To be done
A. State whether each statement below agrees with the Ad-hoc Video Search description, answering yes or no and quoting the deciding words exactly: (i) The task used the Internet Archive (IACC.3) dataset from 2016 to 2018. (ii) For each query, a system returns a list of at most 500 shot IDs. (iii) A new data collection was adopted in 2019 to support the task for at least three more years.
B. Who are named as the task coordinators in the Ad-hoc Video Search description?
C. Go on writing the Ad-hoc Video Search description from the point where it stops.

Ad-hoc Video Search (AVS)

Task Coordinators: Georges Quénot and George Awad

The Ad-hoc search task ended a 3 year cycle from 2016-2018 with a goal to model the end user search use-case, who is searching (using textual sentence queries) for segments of video containing persons, objects, activities, locations, etc. and combinations of the former. While the Internet Archive (IACC.3) dataset was adopted between 2016 to 2018, in 2019 a new data collection based on Vimeo Creative Commons (V3C) datset was adopted to support the task for at least 3 more years. In 2020 the AVS task will test systems on a new set of queries in addition to common (fixed) progress query set to measure system progress since 2019

System Task

Given the test collection (V3C1), master shot boundary reference, and set of Ad-hoc queries (approx. 30 queries) released by NIST, return for each query a list of at most 1000 shot IDs from the test collection ranked according to their likelihood of containing the target query. Two evaluation tasks will be supported (main task with new queries annually, and a progress subtask to measure system progress across 2 or 3 years)

Record list
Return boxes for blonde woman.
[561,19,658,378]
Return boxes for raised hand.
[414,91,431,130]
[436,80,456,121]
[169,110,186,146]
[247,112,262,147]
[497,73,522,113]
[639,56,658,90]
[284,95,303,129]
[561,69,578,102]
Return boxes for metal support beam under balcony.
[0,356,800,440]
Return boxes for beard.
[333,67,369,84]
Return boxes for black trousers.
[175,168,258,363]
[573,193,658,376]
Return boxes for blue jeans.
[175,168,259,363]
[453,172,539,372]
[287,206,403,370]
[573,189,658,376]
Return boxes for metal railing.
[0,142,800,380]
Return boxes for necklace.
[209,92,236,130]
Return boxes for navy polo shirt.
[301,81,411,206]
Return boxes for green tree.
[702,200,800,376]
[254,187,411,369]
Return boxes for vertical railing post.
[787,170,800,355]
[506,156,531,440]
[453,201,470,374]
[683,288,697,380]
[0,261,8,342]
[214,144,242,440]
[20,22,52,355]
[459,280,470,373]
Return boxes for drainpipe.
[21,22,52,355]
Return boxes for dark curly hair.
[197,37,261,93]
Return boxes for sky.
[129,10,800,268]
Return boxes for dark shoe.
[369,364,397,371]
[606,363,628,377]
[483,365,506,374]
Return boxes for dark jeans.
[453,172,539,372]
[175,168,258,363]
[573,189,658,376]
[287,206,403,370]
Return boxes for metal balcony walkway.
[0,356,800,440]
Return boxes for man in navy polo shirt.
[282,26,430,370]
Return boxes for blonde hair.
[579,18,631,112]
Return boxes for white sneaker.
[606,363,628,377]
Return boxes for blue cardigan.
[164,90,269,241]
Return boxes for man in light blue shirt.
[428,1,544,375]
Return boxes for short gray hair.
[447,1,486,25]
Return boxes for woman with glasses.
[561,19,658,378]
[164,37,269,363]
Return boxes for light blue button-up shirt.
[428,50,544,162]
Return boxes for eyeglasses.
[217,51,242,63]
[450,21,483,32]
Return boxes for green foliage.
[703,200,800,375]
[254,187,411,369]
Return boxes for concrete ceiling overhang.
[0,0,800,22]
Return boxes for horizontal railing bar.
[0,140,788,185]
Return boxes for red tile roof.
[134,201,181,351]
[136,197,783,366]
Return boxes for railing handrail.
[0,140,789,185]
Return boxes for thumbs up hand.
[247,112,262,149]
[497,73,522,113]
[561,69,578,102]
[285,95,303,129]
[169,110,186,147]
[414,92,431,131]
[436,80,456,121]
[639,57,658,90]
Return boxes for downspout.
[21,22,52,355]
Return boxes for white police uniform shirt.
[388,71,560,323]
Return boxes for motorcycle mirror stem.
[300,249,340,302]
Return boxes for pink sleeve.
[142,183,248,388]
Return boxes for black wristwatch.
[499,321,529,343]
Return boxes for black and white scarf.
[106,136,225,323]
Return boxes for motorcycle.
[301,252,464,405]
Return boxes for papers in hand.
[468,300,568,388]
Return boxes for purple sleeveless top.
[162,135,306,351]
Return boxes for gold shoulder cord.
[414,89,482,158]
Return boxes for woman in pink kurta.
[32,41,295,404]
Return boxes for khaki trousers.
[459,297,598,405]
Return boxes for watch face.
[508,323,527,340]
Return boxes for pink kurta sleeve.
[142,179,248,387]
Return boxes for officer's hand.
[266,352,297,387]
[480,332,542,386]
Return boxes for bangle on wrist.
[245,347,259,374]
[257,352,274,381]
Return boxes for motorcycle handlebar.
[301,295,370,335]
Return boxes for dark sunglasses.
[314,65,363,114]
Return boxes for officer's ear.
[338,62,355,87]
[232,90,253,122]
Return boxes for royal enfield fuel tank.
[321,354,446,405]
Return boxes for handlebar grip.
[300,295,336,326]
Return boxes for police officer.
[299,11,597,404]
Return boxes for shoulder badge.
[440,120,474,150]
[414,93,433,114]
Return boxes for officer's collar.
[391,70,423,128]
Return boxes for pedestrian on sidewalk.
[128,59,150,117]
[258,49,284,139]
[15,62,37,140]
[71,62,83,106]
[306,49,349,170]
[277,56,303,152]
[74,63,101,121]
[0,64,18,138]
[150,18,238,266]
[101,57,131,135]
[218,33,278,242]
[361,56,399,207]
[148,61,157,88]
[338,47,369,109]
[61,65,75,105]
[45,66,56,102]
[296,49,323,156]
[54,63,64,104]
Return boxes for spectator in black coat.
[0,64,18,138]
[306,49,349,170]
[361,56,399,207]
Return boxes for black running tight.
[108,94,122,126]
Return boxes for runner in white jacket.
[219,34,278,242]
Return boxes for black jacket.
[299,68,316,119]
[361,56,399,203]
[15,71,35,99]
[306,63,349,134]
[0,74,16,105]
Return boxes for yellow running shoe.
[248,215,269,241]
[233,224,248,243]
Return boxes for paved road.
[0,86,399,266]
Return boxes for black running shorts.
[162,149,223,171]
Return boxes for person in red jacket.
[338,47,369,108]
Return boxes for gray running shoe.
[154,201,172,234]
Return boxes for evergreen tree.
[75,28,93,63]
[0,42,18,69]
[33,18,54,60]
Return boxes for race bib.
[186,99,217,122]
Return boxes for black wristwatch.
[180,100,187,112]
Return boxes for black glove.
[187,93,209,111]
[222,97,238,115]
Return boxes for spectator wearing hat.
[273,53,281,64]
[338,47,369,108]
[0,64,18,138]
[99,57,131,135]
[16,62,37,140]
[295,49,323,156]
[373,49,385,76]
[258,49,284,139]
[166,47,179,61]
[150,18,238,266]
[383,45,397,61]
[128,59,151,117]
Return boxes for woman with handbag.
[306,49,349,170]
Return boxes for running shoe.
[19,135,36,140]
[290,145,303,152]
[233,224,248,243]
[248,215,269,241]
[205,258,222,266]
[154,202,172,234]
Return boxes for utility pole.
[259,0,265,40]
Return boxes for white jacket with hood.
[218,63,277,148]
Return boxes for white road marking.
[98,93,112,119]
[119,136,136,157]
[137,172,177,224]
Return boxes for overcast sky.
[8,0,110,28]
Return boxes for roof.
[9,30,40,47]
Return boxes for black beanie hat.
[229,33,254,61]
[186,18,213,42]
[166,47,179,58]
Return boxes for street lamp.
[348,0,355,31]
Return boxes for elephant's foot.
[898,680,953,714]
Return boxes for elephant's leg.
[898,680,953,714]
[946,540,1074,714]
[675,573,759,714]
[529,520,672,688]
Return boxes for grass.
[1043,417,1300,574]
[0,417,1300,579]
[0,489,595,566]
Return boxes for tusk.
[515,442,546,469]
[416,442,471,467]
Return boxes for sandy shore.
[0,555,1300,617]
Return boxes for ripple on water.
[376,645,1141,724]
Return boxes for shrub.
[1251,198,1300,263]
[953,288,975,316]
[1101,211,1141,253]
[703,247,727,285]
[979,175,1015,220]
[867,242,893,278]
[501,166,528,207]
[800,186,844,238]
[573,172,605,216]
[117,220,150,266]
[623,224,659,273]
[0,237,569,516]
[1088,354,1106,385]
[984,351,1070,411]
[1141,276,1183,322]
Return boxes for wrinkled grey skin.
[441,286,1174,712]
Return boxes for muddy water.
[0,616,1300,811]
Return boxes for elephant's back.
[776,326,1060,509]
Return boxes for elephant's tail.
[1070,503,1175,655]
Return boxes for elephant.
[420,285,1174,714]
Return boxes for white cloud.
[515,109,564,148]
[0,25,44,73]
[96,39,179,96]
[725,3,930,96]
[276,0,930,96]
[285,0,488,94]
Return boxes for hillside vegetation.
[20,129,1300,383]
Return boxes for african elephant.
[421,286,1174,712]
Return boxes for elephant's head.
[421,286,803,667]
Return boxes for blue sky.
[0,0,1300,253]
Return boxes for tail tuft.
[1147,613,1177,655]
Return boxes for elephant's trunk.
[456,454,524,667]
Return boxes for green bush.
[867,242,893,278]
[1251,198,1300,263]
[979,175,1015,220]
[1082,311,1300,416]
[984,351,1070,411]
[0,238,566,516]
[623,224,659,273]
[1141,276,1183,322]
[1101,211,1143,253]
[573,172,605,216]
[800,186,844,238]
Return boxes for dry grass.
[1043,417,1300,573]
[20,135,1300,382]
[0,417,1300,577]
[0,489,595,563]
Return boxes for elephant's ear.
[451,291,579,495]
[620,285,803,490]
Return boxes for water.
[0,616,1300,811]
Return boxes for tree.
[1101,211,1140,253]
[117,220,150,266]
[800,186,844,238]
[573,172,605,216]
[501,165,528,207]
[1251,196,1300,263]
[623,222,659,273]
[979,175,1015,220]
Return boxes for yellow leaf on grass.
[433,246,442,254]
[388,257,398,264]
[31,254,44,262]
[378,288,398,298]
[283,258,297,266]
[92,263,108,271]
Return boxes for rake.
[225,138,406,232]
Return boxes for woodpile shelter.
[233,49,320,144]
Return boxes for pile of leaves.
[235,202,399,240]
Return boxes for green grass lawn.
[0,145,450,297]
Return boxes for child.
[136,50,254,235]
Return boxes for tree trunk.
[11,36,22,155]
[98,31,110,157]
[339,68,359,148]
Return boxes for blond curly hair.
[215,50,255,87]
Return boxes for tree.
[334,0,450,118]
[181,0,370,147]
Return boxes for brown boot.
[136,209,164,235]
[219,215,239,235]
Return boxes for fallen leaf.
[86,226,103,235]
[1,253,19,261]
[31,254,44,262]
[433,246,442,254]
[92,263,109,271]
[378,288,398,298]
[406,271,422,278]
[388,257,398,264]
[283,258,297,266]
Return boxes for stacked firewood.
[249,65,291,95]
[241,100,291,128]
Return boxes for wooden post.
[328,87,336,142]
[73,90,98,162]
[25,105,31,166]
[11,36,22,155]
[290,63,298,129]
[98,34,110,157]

Exercise answers
A.
(i) Yes: "While the Internet Archive (IACC.3) dataset was adopted between 2016 to 2018"
(ii) No: "return for each query a list of at most 1000 shot IDs"
(iii) Yes: "in 2019 a new data collection" and "was adopted to support the task for at least 3 more years"

B. Georges Quénot and George Awad.

C.
New optional component to the task this year is allowing systems to report "why" their system believe a submitted shot may be relevant to the query. This is done by an optional explainability attributes with each submitted shot in the xml run file (timestamp of a frame within the shot and associated bounding box coordinates).

1- Main Task (2019 - 2021):

Systems will be asked to return results for *New unseen* queries annually as follows:
30 New queries in 2019, where all 30 queries will be evaluated and scored
20 New queries in 2020 and a set of 10 "common" queries from the progress subtask, where all 30 queries will be evaluated and scored
20 New queries in 2021, and a set of 10 "common" queries from the progress subtask where all 30 queries will be evaluated and scored

2- Progress Subtask (2019 - 2021):

Systems will be asked to return results for 20 Common (fixed) queries annually from 2019 to 2021 where evaluation schedule will be as follows:
Although systems submitted results for the 20 common queries, no evaluation for them was conducted in 2019. NIST just saved the runs for subsequent years.
NIST will evaluate and score subset of 10 out of the 20 common queries submitted in 2019 AND 2020 to allow comparison of performance between the two years.
NIST will evaluate and score the other 10 subset out of the 20 common queries submitted in 2019, 2020 AND 2021 to allow comparison of performance across the three years.

Given the above schedule of query distribution from 2019 to 2021, in total systems plan for results submission is as follows:
50 (30 New + 20 common) queries in 2019 (PAST)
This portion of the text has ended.